───── Records for this task

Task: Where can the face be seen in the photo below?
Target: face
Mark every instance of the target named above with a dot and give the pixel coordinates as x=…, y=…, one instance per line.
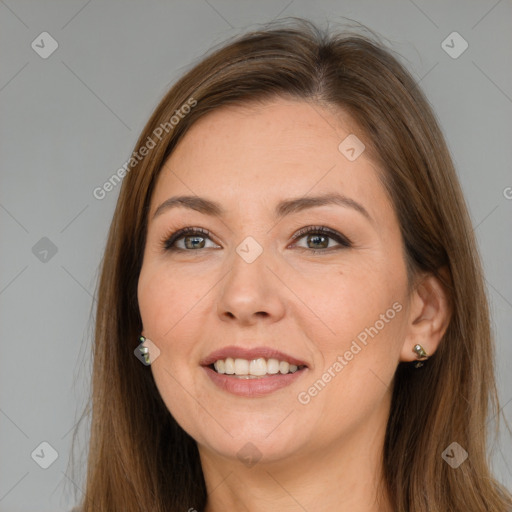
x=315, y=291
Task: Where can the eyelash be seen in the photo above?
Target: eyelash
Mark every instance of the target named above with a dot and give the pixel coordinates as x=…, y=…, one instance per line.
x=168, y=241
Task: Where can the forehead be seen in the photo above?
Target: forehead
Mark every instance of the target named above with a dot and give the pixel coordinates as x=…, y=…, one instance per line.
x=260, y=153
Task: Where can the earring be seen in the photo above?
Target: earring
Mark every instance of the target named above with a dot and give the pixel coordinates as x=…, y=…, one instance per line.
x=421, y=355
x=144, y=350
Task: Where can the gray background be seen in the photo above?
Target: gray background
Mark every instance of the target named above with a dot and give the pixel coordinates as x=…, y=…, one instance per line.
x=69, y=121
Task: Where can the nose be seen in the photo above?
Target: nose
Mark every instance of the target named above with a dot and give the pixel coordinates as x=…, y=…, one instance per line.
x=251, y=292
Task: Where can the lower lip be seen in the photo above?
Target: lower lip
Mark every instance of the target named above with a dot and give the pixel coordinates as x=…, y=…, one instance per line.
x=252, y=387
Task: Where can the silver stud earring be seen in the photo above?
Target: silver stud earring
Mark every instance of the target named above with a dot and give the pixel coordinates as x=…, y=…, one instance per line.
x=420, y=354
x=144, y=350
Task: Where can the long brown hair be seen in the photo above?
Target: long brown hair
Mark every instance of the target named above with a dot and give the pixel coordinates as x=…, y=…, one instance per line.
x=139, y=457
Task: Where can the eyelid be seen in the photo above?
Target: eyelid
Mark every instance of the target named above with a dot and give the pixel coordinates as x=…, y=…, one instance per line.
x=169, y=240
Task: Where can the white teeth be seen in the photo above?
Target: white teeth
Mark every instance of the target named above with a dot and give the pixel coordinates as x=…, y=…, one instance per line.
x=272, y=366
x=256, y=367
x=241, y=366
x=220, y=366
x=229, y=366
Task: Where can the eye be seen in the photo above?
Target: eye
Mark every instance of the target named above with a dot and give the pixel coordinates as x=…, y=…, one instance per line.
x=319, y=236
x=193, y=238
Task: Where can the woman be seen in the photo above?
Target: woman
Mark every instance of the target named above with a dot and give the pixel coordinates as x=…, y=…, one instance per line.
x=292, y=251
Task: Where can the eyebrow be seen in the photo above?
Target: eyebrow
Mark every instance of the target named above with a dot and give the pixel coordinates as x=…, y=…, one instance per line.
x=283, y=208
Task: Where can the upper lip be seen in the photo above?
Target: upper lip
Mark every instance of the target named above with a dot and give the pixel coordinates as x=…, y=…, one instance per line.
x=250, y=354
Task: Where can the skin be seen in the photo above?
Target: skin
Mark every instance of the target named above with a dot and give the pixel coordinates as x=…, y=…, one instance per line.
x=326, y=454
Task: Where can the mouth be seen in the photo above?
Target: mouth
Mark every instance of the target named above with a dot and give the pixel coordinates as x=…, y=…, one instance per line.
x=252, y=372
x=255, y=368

──────────

- [What the task asks]:
Each line above that holds the string "mouth" should be copied and shown.

- [Solution to the exercise]:
Task: Where can the mouth be seen in the photo above?
Target: mouth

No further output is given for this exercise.